文書抜粋
真夜中の病院に行ったことがおありだろうか。肝試しじゃないですよ。夜間の小児救急外来がここ最近、妙に混雑しているのだ。

東京西部のある大学病院には、一晩に数十人の親子連れが訪れる。「昼間、熱が出ていたようだ。今は落ち着いたが念のため診てほしい」「他の病院で風邪と言われたが、やはり心配になって来た」——。ほとんどは軽症の子どもたち。言っておくが、救急外来は本来、命に関わる重篤な症状や病状の急変を診るための窓口である。「もうコンビニ化してますよ」。この病院の小児科医は苦笑する。

親を責めるわけにはいかない。共働きでは、「子どもが熱を出した」と保育園から連絡が来ても帰れない。近所に住む親に引き取ってもらい、自分の退社後、ようやく医者に行ける。核家族化も進んだ。昔なら家庭に年長者がいて、適切な判断をしてくれた。「大丈夫。親御さんも安心して」の一言欲しさに、暗いなか、出かけていくのだ。

しかし、病院の当直医にはたまらない。朝から外来、昼ご飯も食べられず午後も外来。そのまま当直へ突入。回診だってある。患者はぽつぽつ現れるから、ウトウトしたころにたたき起こされ、結局一睡もできずに夜が明ける。翌日はまた朝から外来だ。

医師のバーンアウト(燃え尽き症候群)が起きても、これでは仕方ない。なかには、明け方やってきて「今日からハワイ旅行なので予防注射を打ってくれ」とか、「学校に提出する水ぼうそう証明書を書いてくれ」という親子までいる。こうなると、教育界で今、話題のモンスター・ペアレンツならぬ、モンスター・ペイシェント(理不尽な要求を突きつける患者)だ。

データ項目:
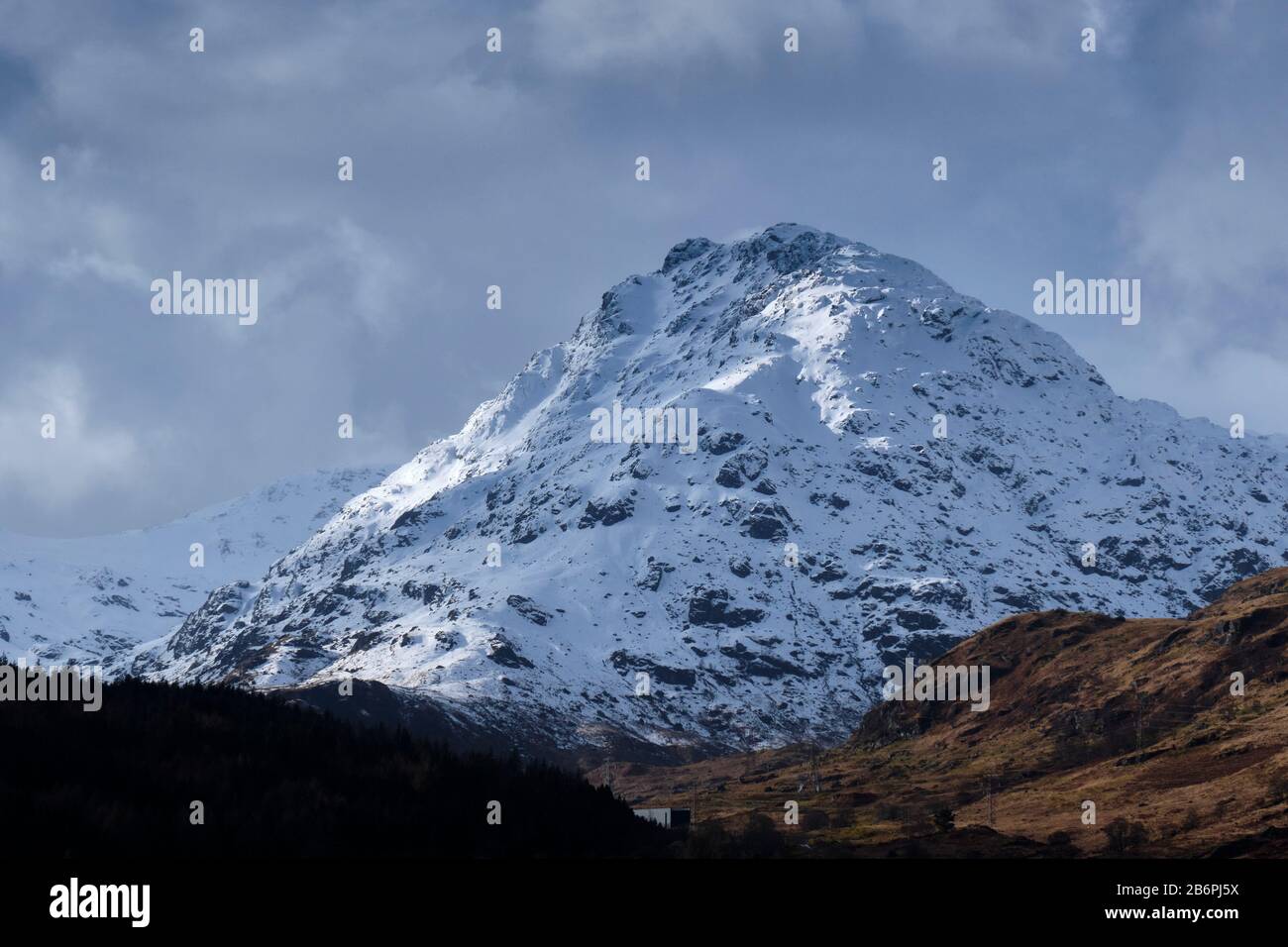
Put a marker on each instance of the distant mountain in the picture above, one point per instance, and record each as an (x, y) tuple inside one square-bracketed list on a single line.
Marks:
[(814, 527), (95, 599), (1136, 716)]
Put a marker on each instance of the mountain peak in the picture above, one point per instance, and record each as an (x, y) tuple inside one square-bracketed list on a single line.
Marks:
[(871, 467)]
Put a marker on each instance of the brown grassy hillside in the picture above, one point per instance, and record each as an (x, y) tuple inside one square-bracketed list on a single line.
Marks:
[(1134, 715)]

問題
文書抜粋によると、東京西部のある大学病院の小児科医は、夜間の救急外来の現状を何と言って苦笑しているか。

解答
「もうコンビニ化してますよ」